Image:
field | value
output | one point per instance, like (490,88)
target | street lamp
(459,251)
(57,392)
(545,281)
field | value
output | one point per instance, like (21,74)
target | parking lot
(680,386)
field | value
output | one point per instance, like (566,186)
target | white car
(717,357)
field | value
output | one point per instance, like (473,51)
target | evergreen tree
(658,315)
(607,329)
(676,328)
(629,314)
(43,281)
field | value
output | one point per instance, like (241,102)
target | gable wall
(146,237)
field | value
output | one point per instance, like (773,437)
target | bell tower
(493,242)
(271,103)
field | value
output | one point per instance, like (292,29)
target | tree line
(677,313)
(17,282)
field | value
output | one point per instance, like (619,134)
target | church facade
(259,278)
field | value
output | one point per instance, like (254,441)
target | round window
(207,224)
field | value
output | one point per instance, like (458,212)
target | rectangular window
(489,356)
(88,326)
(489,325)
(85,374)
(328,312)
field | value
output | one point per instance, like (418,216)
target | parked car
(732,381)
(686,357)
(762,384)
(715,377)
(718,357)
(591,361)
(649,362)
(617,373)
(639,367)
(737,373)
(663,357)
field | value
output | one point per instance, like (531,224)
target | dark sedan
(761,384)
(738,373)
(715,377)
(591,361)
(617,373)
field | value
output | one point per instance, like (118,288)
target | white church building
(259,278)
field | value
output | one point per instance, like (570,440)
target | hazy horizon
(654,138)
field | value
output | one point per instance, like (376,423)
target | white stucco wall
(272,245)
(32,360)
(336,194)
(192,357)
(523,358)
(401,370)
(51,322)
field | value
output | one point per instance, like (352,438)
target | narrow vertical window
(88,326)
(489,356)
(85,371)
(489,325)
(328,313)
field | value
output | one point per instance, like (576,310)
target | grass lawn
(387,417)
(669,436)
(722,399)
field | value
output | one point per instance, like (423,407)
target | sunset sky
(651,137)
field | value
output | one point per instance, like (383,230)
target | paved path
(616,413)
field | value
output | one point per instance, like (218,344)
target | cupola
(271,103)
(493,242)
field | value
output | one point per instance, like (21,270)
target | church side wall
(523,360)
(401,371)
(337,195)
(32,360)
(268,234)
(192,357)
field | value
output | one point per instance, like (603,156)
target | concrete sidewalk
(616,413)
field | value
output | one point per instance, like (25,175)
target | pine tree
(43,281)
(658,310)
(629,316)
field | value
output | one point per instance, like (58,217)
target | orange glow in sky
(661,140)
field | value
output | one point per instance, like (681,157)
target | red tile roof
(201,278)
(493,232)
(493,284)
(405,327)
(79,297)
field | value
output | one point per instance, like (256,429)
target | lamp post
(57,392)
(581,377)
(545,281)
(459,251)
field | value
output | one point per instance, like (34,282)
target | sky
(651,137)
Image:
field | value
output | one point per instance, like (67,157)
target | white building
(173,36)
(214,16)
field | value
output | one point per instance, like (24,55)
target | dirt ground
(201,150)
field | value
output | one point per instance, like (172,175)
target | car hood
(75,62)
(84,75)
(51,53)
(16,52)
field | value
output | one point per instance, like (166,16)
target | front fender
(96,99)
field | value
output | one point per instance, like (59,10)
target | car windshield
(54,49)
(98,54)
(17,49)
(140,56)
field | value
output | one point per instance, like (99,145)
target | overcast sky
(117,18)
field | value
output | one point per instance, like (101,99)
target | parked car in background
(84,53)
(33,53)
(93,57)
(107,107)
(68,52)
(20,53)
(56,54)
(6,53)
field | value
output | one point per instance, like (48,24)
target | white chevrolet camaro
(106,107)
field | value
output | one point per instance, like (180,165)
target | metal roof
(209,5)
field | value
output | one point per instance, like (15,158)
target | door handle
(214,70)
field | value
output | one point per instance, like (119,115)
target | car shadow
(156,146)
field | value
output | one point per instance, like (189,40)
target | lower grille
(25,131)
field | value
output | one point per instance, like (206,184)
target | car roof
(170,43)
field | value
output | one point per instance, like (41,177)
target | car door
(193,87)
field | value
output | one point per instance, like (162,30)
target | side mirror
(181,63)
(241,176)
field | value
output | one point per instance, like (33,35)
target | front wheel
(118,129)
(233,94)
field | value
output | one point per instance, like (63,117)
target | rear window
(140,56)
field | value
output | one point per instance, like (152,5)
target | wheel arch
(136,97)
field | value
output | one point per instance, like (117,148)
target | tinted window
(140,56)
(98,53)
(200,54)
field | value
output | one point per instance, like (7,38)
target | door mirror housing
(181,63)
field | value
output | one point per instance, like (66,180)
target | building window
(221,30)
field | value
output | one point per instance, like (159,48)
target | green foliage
----
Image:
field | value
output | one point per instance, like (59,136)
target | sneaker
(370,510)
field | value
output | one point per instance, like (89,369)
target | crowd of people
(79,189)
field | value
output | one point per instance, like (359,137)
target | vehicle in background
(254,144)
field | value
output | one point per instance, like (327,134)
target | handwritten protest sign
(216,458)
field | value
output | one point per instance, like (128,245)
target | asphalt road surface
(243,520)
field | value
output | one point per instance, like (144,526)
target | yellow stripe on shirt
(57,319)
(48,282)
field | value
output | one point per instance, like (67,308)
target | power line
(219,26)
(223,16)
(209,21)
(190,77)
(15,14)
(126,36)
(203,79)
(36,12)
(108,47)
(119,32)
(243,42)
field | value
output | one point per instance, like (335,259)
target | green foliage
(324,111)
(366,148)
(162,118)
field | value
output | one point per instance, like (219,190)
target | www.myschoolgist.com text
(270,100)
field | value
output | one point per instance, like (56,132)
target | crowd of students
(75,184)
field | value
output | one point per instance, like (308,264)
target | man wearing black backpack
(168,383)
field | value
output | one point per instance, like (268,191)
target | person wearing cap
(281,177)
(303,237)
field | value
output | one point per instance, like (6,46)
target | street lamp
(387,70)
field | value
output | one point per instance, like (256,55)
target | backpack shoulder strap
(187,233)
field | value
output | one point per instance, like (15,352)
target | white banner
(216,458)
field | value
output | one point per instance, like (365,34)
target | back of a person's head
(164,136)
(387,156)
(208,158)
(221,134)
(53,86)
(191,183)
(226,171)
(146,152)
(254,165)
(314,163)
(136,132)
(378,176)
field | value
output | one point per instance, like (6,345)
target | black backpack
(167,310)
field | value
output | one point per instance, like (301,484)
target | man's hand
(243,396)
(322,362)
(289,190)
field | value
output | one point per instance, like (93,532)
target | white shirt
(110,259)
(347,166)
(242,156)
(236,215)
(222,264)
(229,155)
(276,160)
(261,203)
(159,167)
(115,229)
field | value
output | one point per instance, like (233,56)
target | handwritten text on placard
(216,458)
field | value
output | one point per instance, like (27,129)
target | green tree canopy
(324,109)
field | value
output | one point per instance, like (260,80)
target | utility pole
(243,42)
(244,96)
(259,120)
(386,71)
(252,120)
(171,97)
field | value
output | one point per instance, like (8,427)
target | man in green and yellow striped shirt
----
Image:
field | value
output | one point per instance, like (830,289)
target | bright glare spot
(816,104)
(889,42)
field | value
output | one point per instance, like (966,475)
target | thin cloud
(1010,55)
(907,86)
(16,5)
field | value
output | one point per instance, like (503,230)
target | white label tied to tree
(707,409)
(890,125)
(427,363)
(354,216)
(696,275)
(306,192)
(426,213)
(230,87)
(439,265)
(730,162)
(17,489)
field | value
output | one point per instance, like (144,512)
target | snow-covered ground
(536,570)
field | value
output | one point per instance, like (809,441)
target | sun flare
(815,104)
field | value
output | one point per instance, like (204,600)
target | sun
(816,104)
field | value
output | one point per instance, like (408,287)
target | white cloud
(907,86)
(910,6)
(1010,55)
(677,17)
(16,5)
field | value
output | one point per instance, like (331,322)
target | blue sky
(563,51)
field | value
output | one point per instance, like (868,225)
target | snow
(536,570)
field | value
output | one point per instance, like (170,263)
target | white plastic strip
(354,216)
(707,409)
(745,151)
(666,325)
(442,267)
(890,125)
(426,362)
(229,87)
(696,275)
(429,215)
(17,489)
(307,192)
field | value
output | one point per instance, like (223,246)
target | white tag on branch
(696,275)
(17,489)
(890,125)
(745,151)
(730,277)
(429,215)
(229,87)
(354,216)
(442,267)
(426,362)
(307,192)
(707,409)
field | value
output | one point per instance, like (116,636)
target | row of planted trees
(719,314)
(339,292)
----
- Problem
Reproduce, word for word and in full, only the lines above that start at the line with "output | one point per instance, like (144,526)" and run through the line with "output | one point per instance, like (56,132)", both ends included.

- Response to the task
output | one point per instance, like (144,526)
target | yellow stripe on shirt
(57,319)
(48,282)
field | value
output | one point per instance, like (67,308)
target | power line
(219,26)
(223,16)
(209,21)
(190,77)
(15,14)
(126,36)
(203,79)
(36,12)
(108,47)
(119,32)
(243,42)
field | value
output | one point per instance, like (335,259)
target | green foliage
(324,111)
(366,148)
(162,118)
field | value
output | one point per instance, like (219,190)
target | www.myschoolgist.com text
(270,100)
field | value
output | one point per instance, like (56,132)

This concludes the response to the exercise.